J'ai toujours eu des retours mais si ça n'était pas le cas, pas de jaloux...tous pareil !

J'ai eu des bijoux de certains employeurs, et dont certains que je porte tous les jours...je suis sentimentale 😋

Nous faisons également des bricolages et j'ai parfait la joie de les revoir chez les parents


----------



## ElisabethSom (23 Décembre 2022)

J'ai fait pdt des années,  mais c'est fini, je n'offre rien, ni noël,  ni anniversaire. 
Ce ne sont pas mes enfants, en règle générale ils sont archi gâtés, bref, je n'avais aucun plaisir à le faire, notamment pour les moins de 2 / 3 ans qui ne réalisent pas que le cadeau vient de nounou, donc je fais des économies 😁


----------



## Leeanna (23 Décembre 2022)

J'offre des cadeaux pour Noël et pour les anniversaires. En général je profite des soldes pour trouver des petites choses sympas et de bonne qualité...pour un petit budget. On les ouvre au retour de vacances parce que le Père Noël passe dans la nuit du 24 au 25 même pour les accueillis. Avant les vacances les enfants mettent leurs chaussons au pied du sapin, pour que le Père Noël ne les oublie pas chez nounou.
Et il y a même un ou deux cadeaux qui reste chez nounou et là par contre je prends d'occasion sur leboncoin.


----------



## Capri95 (23 Décembre 2022)

Bonjour  🖐️

Je n'offre pas de cadeau pour Noël à mes accueillis.
Par contre je fais des petits gâteaux avec eux (les bredeles)  ils ont beaucoup de signification car j'habite dans le Grand-Est.
Donc les PE et les enfants ont un "cadeau" deux en un si je puis dire..  ( le plaisir de préparer les pates, de goûter, d'utiliser des emporte pièces aux formes de Noël pour les petits et enfin pour les Pe de déguster les gâteaux de leur chères têtes blondes.

Matériel extrait
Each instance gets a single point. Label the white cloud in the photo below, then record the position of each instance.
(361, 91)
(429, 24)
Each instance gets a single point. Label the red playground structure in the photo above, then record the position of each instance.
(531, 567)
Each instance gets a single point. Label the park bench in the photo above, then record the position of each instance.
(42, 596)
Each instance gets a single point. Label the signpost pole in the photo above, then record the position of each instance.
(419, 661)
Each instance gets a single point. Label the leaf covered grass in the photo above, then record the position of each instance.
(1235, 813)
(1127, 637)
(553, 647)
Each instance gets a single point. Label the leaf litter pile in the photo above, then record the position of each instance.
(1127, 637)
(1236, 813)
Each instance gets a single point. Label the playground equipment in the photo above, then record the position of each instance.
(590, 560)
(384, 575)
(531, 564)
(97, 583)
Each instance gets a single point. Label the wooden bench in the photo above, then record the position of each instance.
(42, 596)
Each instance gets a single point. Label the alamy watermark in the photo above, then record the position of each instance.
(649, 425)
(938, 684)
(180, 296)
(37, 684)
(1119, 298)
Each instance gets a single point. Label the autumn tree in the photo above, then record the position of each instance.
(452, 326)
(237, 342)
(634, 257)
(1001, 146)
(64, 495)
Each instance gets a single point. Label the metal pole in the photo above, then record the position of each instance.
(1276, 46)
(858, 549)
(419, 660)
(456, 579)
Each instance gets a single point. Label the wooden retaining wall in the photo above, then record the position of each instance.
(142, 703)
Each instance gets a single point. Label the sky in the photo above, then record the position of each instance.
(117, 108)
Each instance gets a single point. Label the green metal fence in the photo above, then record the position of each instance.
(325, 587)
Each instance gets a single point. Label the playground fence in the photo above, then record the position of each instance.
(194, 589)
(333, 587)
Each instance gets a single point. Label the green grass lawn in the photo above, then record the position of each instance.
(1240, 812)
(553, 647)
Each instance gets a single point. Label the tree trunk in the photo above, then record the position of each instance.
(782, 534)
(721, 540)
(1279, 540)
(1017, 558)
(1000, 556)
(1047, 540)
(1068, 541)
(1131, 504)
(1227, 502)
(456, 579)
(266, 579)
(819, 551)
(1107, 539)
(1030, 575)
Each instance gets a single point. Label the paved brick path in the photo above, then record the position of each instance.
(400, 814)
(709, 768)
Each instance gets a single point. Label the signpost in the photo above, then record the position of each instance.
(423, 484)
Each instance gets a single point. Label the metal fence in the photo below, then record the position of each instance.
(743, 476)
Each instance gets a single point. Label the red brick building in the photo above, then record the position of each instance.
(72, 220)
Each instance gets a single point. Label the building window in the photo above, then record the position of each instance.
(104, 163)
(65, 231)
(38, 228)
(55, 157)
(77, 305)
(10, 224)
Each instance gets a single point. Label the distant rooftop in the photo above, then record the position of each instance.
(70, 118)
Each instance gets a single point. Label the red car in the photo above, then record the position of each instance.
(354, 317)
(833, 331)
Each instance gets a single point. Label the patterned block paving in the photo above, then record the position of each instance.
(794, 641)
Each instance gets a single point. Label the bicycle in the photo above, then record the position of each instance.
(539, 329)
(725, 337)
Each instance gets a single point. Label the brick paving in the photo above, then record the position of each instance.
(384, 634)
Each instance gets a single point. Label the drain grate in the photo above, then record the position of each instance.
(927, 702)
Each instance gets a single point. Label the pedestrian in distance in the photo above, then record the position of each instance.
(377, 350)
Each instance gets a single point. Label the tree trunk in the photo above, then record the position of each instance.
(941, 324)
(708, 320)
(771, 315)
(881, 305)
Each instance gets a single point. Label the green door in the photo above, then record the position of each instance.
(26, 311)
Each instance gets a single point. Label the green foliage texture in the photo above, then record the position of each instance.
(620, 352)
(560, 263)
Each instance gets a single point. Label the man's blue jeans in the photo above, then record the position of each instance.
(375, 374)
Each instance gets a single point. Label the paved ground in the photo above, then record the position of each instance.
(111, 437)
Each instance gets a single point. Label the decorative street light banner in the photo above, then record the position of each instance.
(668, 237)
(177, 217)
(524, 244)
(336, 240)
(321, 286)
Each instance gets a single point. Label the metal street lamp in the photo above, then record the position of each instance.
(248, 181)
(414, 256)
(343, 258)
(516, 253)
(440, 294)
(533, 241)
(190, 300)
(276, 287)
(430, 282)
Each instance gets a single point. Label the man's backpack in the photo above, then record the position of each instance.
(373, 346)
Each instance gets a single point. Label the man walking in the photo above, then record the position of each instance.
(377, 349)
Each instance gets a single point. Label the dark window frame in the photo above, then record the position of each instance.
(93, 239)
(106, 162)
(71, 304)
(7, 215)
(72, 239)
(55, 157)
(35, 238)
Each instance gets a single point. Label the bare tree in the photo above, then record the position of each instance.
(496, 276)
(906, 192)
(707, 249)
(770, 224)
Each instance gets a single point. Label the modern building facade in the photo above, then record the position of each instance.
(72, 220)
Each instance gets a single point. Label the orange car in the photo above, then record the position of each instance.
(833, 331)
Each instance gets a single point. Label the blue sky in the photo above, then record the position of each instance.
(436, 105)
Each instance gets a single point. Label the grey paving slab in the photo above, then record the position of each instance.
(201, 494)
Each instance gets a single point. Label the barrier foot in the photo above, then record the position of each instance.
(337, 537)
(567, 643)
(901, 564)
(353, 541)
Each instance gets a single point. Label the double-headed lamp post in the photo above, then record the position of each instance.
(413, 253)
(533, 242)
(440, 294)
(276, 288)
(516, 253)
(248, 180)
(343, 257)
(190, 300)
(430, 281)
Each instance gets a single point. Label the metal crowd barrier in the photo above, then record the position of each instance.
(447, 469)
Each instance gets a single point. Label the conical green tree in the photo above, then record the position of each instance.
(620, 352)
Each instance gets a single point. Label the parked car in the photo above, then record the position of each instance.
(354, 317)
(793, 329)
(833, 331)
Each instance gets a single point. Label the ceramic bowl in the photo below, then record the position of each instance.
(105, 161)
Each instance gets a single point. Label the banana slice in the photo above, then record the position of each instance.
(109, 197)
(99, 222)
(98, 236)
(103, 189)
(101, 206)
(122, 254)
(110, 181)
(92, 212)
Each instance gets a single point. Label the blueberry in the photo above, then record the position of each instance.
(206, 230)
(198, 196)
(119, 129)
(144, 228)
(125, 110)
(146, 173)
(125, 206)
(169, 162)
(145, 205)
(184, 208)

Tâches à réaliser
A. D'après le fil de discussion sur les cadeaux, où Leeanna se procure-t-elle le ou les cadeaux qui restent chez nounou ?
B. Recopiez le passage du fil de discussion sur les cadeaux en commençant à « ## ElisabethSom (23 » et en terminant à « Leeanna (23 Décembre 2022) ».
Le matériel ne joue ici aucun rôle.

Réponses fournies
A. Elle les achète d'occasion sur leboncoin.

B.
## ElisabethSom (23 Décembre 2022)

J'ai fait pdt des années,  mais c'est fini, je n'offre rien, ni noël,  ni anniversaire. 
Ce ne sont pas mes enfants, en règle générale ils sont archi gâtés, bref, je n'avais aucun plaisir à le faire, notamment pour les moins de 2 / 3 ans qui ne réalisent pas que le cadeau vient de nounou, donc je fais des économies 😁


----------



## Leeanna (23 Décembre 2022)